*What this task involves*.
State how many lines of the material below contain the string "kayak", treating uppercase and lowercase letters as distinct. Give only the number.

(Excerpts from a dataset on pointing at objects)
— begin —

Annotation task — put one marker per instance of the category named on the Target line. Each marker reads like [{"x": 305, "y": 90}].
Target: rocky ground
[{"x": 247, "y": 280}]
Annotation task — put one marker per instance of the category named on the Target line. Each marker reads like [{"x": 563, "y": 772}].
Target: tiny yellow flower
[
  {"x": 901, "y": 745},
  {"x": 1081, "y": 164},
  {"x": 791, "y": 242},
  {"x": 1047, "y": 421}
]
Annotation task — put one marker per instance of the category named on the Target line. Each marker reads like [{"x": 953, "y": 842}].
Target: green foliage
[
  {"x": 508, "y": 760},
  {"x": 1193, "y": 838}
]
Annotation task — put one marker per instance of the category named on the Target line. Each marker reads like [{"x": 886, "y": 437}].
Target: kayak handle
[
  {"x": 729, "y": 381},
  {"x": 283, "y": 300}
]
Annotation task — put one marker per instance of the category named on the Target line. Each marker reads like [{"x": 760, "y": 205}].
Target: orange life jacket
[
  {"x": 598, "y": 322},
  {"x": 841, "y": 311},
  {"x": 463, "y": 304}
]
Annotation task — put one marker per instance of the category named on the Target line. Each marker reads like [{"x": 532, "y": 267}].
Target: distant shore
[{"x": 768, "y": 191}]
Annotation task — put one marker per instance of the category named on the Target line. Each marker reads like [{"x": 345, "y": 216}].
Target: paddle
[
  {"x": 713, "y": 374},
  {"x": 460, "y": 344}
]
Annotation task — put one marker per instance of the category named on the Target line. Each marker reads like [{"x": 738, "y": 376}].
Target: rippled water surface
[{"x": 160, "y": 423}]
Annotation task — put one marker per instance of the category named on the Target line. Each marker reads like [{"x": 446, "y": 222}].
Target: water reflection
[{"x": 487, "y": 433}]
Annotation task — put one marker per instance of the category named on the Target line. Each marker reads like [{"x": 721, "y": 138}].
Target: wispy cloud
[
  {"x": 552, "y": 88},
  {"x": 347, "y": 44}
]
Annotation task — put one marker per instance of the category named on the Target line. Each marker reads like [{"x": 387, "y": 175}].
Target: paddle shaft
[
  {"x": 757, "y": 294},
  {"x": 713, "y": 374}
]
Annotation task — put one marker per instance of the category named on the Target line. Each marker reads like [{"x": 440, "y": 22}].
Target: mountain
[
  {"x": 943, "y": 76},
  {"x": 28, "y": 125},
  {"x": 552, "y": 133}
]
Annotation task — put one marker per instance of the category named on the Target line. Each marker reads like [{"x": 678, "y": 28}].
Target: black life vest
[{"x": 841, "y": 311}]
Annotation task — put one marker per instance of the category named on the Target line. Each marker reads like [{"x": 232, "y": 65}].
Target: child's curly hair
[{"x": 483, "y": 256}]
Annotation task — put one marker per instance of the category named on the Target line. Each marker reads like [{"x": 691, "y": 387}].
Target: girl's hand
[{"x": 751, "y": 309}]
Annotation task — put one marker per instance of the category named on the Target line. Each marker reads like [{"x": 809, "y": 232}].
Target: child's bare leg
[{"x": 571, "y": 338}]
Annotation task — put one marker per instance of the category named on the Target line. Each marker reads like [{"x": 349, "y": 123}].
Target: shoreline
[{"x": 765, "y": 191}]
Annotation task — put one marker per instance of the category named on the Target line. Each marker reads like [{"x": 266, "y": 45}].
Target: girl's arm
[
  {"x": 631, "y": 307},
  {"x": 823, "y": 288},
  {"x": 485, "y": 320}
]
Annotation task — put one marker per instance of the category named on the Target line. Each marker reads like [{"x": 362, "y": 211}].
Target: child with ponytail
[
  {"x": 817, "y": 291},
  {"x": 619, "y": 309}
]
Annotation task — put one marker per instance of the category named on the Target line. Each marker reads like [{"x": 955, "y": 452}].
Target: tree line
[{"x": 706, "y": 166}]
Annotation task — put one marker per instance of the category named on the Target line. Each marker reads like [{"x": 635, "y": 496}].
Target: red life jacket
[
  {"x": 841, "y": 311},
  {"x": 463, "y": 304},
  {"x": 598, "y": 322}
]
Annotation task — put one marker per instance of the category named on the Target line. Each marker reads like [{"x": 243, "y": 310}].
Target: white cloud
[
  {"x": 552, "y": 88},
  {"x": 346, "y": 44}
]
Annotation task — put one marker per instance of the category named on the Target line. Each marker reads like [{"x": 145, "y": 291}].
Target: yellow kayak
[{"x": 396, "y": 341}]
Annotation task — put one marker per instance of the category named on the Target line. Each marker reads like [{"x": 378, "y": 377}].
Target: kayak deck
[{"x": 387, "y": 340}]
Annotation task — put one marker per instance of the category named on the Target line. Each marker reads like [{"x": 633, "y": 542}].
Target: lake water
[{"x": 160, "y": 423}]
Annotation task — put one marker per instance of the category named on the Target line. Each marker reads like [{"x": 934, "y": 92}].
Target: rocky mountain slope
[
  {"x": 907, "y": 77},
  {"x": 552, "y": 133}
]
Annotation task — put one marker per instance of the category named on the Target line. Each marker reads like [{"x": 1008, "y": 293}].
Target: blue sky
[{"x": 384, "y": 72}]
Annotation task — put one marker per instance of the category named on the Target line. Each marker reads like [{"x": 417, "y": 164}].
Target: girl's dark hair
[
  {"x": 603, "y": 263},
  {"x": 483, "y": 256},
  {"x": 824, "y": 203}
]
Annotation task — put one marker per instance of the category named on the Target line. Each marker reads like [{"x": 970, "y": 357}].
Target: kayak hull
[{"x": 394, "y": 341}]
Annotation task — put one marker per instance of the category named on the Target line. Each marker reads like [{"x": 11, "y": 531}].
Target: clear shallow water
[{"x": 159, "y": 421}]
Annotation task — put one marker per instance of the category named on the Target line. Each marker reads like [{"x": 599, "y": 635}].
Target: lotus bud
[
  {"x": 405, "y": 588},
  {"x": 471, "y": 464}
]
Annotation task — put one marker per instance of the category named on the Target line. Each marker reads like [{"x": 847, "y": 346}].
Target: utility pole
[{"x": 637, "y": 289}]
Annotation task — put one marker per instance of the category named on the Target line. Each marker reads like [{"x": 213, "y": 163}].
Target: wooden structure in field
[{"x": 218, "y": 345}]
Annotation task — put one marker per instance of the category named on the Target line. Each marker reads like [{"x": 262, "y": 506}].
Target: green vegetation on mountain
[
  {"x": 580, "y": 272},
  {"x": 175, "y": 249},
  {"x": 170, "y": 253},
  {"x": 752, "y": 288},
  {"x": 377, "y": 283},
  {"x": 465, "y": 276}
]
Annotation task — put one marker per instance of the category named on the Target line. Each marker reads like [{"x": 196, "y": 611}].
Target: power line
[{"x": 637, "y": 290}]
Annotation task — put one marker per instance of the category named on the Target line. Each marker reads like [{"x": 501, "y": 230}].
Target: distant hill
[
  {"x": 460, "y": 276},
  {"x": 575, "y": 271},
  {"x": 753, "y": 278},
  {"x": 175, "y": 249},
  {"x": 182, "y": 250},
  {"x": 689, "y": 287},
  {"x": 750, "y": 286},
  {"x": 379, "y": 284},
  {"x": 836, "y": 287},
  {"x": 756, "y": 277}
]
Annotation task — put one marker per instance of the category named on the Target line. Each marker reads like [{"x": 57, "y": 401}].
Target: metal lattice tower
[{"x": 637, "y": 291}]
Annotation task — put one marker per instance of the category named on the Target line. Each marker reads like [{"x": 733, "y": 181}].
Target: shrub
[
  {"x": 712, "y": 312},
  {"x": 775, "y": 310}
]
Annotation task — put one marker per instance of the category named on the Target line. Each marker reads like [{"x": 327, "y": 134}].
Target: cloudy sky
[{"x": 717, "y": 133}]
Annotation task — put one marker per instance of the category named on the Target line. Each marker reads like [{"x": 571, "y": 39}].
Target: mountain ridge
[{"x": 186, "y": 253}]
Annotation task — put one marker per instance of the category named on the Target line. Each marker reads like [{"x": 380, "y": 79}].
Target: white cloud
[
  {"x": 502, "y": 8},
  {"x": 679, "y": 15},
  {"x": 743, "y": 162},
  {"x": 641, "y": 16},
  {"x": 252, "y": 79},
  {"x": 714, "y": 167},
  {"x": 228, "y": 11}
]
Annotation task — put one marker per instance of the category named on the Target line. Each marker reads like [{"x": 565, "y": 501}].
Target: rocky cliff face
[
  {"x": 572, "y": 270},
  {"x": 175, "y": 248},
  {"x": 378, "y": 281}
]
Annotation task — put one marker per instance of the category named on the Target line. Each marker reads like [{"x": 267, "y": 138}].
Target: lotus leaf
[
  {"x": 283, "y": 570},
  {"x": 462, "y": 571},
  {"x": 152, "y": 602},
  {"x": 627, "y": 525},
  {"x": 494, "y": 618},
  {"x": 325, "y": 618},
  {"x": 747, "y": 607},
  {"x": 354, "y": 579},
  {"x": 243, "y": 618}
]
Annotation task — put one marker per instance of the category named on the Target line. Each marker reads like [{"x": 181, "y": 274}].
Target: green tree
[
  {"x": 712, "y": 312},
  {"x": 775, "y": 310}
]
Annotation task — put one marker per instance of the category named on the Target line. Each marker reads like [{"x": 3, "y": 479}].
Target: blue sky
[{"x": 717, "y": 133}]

— end —

*Task result*.
4